Instruction A: Below is a blog post, then a listing. From the listing, list every line that contains the word "yarn".

Excerpted passage:

On the day after presenting the Ryder Cup, a few glitches for Taoiseach Bertie Ahern in the midst of questions about mysterious payments to him 13 years ago when he was Minister for Finance:

The Taoiseach, Bertie Ahern, has indicated that he does not intend to make any statement today on the controversy over personal donations to him 13 years ago.

He was speaking to journalists at an event at Dublin Zoo. Later the Taoiseach's appearance at a function at Griffith College in Dublin was briefly delayed when he and his entourage were stuck in a lift for around five minutes. The engagement is now going ahead.


Actually, Bertie's itinerary of the last 24 hours does make one wonder what proportion activities such as openings, presentations, and "engagements" account for in his day.

UPDATE: Tuesday's Irish Times shows Bertie emerging from the lift.

Friday, September 22, 2006

What were they thinking?

We had thought about doing some snarky comment wondering what in God's name Mary McAleese is wearing in this photo from the Ryder Cup opening ceremony (something to make the Protestants feel less overwhelmed by green?) but it seemed too easy, especially as women in public life are often an easy target for sartorial criticism .... but then along comes this photo of George H.W. Bush at the matches today -- doing a heckuva job of erasing the association betweem Bertie Ahern and yellow trousers.

Mysterious remark of the day

Continuing this theme, what did George Bush mean by the following in his photo-op Q&A with President Musharraf today?

PRESIDENT MUSHARRAF: I think, as the President said, we are on the hunt together against these people. Now why are we bothering or how to -- the semantics of the tactics of how to deal with the situation? We will deal with it. We are on the hunt together. You want the person -- if at all we confront him [Osama bin Laden], if at all we find out his location, we are quite clear what to do.

But let's not get involved in how it ought to be done, by whom it ought to be done. There's total coordination at the intelligence level between the two forces, there's coordination at the operational level, at the strategic level, even at the tactical level. So, therefore, we are working together, and when the situation arises, we need to pick the right decision to strike. That's how I --

PRESIDENT BUSH: You probably don't want to let them know what we're thinking about anyway, do we?


Thinking about what now?

Historians may also want to note that this must be the 1st news conference where a head of state declined to answer a question because of a book deal embargo:

PRESIDENT MUSHARRAF: I would like to -- I am launching my book on the 25th, and I am honor-bound to Simon and Schuster not to comment on the book before that day. (Laughter.)

Thursday, September 21, 2006

Ryder Cup

It wouldn't be Ireland if there wasn't a dance performance in the opening ceremony. Although it looks like Spinal Tap's Stonehenge was the model for this part. Which still makes more sense than this.

Instruction B: Carry on the blog post above about Bertie Ahern and the Ryder Cup, picking up right after its last sentence.

Given records:
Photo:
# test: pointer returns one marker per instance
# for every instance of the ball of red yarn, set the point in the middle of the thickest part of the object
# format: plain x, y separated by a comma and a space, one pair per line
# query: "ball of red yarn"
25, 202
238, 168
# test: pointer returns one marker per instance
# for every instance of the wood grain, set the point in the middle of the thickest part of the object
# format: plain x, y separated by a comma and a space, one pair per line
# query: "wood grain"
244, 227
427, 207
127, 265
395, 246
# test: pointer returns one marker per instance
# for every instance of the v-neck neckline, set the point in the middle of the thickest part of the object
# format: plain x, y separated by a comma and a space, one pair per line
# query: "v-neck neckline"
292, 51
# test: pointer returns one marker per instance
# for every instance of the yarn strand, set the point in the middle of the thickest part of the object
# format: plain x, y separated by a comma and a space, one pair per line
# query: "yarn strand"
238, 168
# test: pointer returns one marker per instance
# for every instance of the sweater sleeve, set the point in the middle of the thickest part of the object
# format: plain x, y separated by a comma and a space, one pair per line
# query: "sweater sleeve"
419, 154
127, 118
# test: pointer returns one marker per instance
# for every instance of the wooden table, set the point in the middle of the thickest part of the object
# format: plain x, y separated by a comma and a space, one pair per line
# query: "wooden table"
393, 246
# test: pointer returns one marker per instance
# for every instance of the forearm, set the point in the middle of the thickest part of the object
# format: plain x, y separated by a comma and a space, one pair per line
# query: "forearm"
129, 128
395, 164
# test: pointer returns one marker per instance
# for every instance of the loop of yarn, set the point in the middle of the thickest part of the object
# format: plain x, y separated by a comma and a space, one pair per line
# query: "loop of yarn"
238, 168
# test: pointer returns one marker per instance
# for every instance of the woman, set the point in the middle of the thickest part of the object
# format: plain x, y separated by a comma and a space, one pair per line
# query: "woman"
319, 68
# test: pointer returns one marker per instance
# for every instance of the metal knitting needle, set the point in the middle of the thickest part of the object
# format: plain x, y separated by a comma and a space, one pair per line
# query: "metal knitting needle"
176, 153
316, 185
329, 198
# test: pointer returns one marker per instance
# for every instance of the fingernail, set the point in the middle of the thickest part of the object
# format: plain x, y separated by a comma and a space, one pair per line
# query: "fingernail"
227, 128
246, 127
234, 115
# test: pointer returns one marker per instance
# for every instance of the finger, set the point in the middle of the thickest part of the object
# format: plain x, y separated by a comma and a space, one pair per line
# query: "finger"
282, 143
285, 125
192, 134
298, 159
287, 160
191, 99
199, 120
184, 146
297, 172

Output A:
# for every instance of the ball of red yarn, set the point in the middle of the thickest part of the object
# query: "ball of red yarn"
# for every instance of the yarn strand, set the point in the middle of the thickest part of the object
# query: "yarn strand"
# for every instance of the loop of yarn, set the point in the middle of the thickest part of the object
# query: "loop of yarn"

Output B:
UPDATE: The BBC's man in Straffan is amusingly mystified.

Stop us before we render again

To normal people, the case of Maher Arar, a dual Canadian-Syrian citizen detained in transit at JFK and "rendered" to Syria for interrogation is a case study in what's wrong with the war on terror: Arar was completely innocent of any links to terrorism, received no due process before being moved to Syria, and was tortured when he got there. But the Wall Street Journal editorial page (subs. req'd) sees a different lesson:

the temptation to get vital information by "rendering" such suspects for interrogation by governments that have little respect for human rights will only increase if the CIA's own al Qaeda interrogation program is shut down. This may make some in Congress feel better about themselves, but it won't do much for the "rights" of those interrogated.

That is, by their chosen analogy, if the CIA isn't allowed torture innocent people, other countries will have to be found to do the job.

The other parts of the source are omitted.